REQUIRED WORK =>
Each record must be reproduced exactly as it is shown.

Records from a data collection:
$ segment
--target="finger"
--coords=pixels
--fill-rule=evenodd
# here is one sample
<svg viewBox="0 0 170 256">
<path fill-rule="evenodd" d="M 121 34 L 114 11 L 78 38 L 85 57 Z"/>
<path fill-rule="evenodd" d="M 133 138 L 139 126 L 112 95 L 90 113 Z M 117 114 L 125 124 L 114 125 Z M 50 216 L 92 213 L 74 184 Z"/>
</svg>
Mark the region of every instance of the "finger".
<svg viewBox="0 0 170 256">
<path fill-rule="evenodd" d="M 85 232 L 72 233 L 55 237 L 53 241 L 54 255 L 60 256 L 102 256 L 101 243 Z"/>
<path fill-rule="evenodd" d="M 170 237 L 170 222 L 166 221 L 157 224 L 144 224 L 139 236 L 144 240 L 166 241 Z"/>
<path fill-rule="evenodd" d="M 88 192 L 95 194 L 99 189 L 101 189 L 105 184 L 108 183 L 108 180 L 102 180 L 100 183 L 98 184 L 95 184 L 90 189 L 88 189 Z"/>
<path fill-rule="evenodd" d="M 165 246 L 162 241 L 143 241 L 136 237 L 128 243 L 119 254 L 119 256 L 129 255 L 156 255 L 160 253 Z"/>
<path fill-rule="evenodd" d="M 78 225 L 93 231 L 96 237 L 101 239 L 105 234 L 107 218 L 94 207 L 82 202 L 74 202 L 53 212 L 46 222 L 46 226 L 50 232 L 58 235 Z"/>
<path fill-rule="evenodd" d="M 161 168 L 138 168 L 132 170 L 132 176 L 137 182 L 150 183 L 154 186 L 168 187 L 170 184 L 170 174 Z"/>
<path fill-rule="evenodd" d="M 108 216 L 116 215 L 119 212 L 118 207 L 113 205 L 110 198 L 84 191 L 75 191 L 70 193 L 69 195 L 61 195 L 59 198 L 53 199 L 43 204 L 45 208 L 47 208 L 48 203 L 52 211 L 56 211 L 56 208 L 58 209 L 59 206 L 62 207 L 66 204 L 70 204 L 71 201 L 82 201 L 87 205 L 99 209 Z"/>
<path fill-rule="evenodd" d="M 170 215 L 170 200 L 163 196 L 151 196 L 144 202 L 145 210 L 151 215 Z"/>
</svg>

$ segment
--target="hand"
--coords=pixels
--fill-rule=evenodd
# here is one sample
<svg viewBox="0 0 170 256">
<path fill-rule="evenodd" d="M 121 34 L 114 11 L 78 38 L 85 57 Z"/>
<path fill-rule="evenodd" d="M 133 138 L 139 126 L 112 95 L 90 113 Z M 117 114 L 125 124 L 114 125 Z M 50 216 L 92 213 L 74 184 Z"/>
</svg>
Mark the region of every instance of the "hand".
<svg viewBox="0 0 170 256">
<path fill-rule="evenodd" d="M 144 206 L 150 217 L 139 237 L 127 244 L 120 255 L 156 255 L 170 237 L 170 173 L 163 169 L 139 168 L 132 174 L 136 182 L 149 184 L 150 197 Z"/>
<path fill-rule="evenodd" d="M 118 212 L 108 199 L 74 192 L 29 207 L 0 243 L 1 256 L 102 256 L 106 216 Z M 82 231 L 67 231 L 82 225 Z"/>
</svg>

SOLUTION TO THE PROBLEM =>
$ segment
--target="finger"
--coords=pixels
--fill-rule=evenodd
# here is one sample
<svg viewBox="0 0 170 256">
<path fill-rule="evenodd" d="M 121 34 L 114 11 L 78 38 L 85 57 Z"/>
<path fill-rule="evenodd" d="M 133 138 L 139 126 L 112 95 L 90 113 Z M 117 114 L 125 124 L 114 125 Z M 50 216 L 92 213 L 74 184 Z"/>
</svg>
Mark the region of every instance of the "finger".
<svg viewBox="0 0 170 256">
<path fill-rule="evenodd" d="M 85 232 L 72 233 L 55 237 L 53 241 L 54 255 L 60 256 L 102 256 L 101 243 Z"/>
<path fill-rule="evenodd" d="M 170 237 L 170 222 L 166 221 L 157 224 L 144 224 L 139 236 L 144 240 L 166 241 Z"/>
<path fill-rule="evenodd" d="M 88 192 L 95 194 L 99 189 L 101 189 L 105 184 L 108 183 L 108 180 L 102 180 L 100 183 L 98 184 L 95 184 L 90 189 L 88 189 Z"/>
<path fill-rule="evenodd" d="M 165 246 L 162 241 L 143 241 L 136 237 L 128 243 L 119 254 L 119 256 L 129 255 L 156 255 L 160 253 Z"/>
<path fill-rule="evenodd" d="M 78 225 L 93 231 L 96 237 L 101 239 L 105 234 L 107 218 L 94 207 L 82 202 L 74 202 L 53 212 L 46 222 L 46 226 L 50 232 L 58 235 Z"/>
<path fill-rule="evenodd" d="M 161 168 L 138 168 L 132 170 L 132 176 L 137 182 L 150 183 L 154 186 L 168 187 L 170 184 L 170 174 Z"/>
<path fill-rule="evenodd" d="M 108 216 L 116 215 L 119 212 L 118 207 L 113 205 L 110 198 L 84 191 L 75 191 L 70 193 L 69 195 L 61 195 L 59 198 L 53 199 L 43 204 L 45 208 L 47 208 L 48 203 L 52 211 L 56 211 L 56 208 L 58 209 L 59 206 L 62 207 L 66 204 L 70 204 L 71 201 L 82 201 L 87 205 L 99 209 Z"/>
<path fill-rule="evenodd" d="M 170 215 L 170 200 L 163 196 L 151 196 L 144 202 L 145 210 L 151 215 Z"/>
</svg>

$ segment
--target="hand"
--coords=pixels
--fill-rule=evenodd
# here is one sample
<svg viewBox="0 0 170 256">
<path fill-rule="evenodd" d="M 121 34 L 114 11 L 78 38 L 85 57 Z"/>
<path fill-rule="evenodd" d="M 133 138 L 139 126 L 112 95 L 90 113 Z M 117 114 L 125 124 L 114 125 Z M 50 216 L 92 213 L 74 184 Z"/>
</svg>
Mark the region of every instance of the "hand".
<svg viewBox="0 0 170 256">
<path fill-rule="evenodd" d="M 144 206 L 150 217 L 139 237 L 127 244 L 120 255 L 156 255 L 170 237 L 170 173 L 163 169 L 139 168 L 132 174 L 136 182 L 149 184 L 150 197 Z"/>
<path fill-rule="evenodd" d="M 118 212 L 108 199 L 74 192 L 29 207 L 0 243 L 1 256 L 102 256 L 106 216 Z M 82 231 L 67 231 L 82 225 Z"/>
</svg>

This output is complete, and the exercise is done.